▸ EXERCISE INSTRUCTIONS
Each line from the one containing "If you could point at the bird's tail" to the end of the entries below must be restated exactly, and no other line should appear.

▸ Dataset excerpts

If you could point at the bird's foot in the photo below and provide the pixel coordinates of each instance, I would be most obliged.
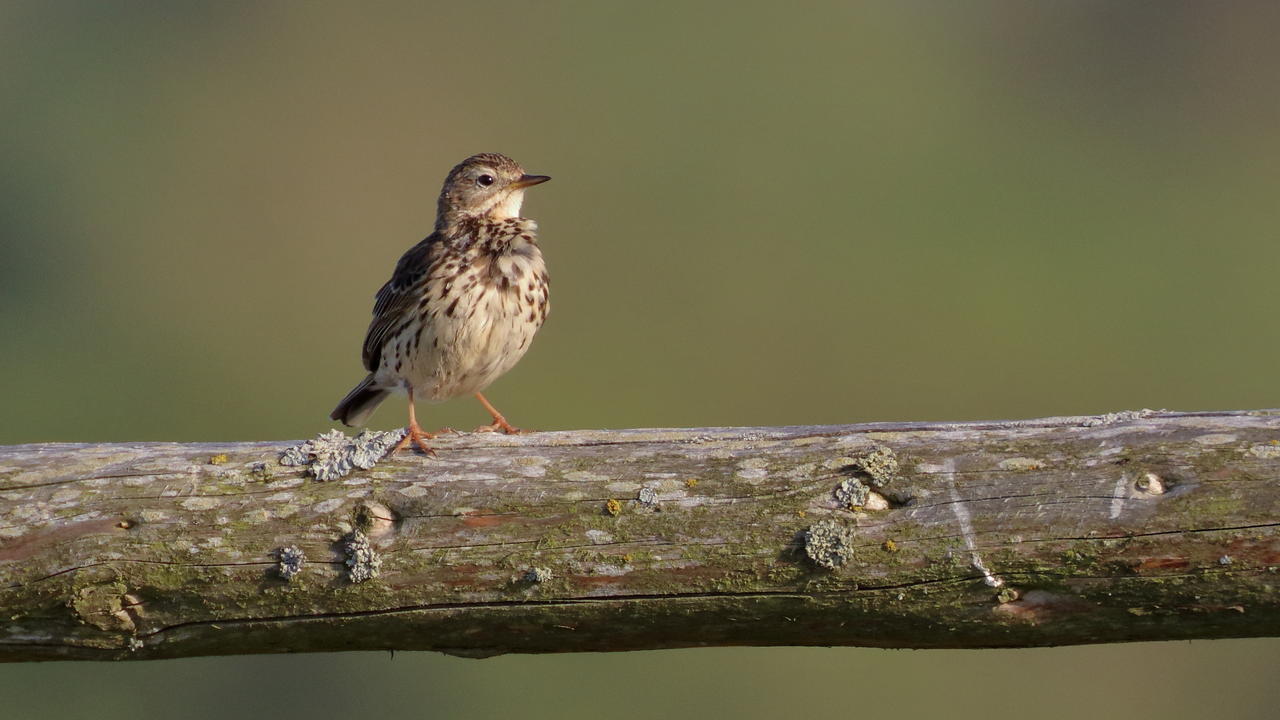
(417, 436)
(499, 425)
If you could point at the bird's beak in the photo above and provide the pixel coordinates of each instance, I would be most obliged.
(529, 181)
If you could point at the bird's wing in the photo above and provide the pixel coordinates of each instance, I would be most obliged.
(398, 297)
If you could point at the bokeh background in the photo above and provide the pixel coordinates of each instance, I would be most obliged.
(762, 214)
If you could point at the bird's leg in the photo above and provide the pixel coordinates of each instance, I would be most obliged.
(499, 423)
(414, 433)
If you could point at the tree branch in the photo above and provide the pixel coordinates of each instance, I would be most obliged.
(1130, 527)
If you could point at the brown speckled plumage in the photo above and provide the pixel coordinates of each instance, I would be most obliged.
(462, 305)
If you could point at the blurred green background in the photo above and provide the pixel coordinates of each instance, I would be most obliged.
(762, 214)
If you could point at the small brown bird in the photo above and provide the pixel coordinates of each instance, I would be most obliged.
(462, 305)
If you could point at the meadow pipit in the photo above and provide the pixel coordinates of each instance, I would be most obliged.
(462, 305)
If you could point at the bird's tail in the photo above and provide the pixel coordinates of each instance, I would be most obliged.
(360, 402)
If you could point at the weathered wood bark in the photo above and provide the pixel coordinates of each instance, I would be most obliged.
(992, 534)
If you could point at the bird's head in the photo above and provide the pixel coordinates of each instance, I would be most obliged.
(487, 185)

▸ SOLUTION FOR THIS EXERCISE
If you could point at the bird's tail in the photo above and provide the pixel coordinates of each instance, I would be most obliged.
(360, 402)
If you could point at the weathered wood bark in the photo above and provide the pixel coordinates of each instance, I would be most obliged.
(992, 534)
If you could point at the bird's head in the photo above and provide the pixel coordinates of each instance, I would be most obliged.
(487, 185)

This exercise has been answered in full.